→ The task: Continue the forum thread about DeepSeek and GPU demand, starting right after its last post.

→ Selected excerpt:
********************

The stock price had assumptions baked in about the number of units expected to be sold. DeepSeek cut that hardware estimate by as much as 45x. That is that absolute obvious correlation between that model being very efficient to train and NVDA dropping 18%.
I don’t get it. The labs have regularly made improvements that dramatically lower the cost of training an equal-performing model. When they do this, they also train a larger model with even higher performance. This time, DeepSeek did the first part but didn’t do the second. Now every lab in the world will throw their compute into the effort to replicate and beat DeepSeek’s model with larger scale. It’s not like everyone is just going to say “well I guess AI is smart enough now, no point improving it anymore!” and stop building bigger training clusters.
If anything, r1 makes even more GPU demand likely, since it mitigated or at least delayed the risk AI hit a dead end (in which case, ceasing development may actually make sense).
Define dramatically with numbers. From all the sources I've read, it was so significant and also run on a far more limited cluster and the results are as good as the other frontier models. Optimizations have been coming, I think the one or more they found were significantly larger.
It still doesn't make sense to me. If the money for training is still there, wouldn't companies that can afford it use the efficiency gains and also scale up models?
Unless AI is a bubble, and it pops, I can't see the demand for compute going down.
I think AI is a bubble. The amount of compute for inference is vastly overestimated, because a lot of caching is coming. It's driven by maniacal statements like Sam Altman's insistence that we must spend Trillions on compute, to achieve AGI, and it's more important than anything else.

********************

→ Dataset extract:
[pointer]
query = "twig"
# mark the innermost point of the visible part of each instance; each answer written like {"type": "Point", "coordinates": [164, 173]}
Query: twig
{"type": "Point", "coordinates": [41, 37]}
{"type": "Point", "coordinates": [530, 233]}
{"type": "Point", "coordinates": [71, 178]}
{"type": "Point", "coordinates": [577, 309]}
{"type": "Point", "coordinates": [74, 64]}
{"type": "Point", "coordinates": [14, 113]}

********************

→ Output:
Project Stargate is some large fraction of that, and of course Softbank is no stranger to losing money on overestimating demand (for example, WeWork). To be fair, China has a lot of overestimation of demand too (for example Evergrande). The other is that rapid competition leads to overinvestment by all parties.
Which is great for us, we'll have loads of cheap compute and hopefully a bunch more carbon free energy supply, assuming that the AI stuff all ends in tears (for now).
Yep! Shareholders and capitalists overinvesting in stuff is great if it leaves behind great infrastructure. They take the risk and the public benefits.
There is a belief that we've peaked in terms of bigger model = better results. I think it was GPT 4 is actually smaller in parameter count and better than 3.5 for instance. There is also a finite amount of useful data that people think we have hit, so adding more parameters isn't helpful if you don't have new data to train them on.
Can someone explain how DeepSeek cut that estimate? Their (fast) API is always down, and the third-party providers on OpenRouter are more expensive than Claude.